→ **Directions**
Print out the entries exactly, and include each one.

→ **Supplied records**
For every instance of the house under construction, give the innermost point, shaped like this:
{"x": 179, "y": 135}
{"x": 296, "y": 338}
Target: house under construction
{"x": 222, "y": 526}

→ **Reply to the task**
For every instance of the house under construction, give the innermost point, shaped like this:
{"x": 179, "y": 135}
{"x": 296, "y": 338}
Target: house under construction
{"x": 222, "y": 526}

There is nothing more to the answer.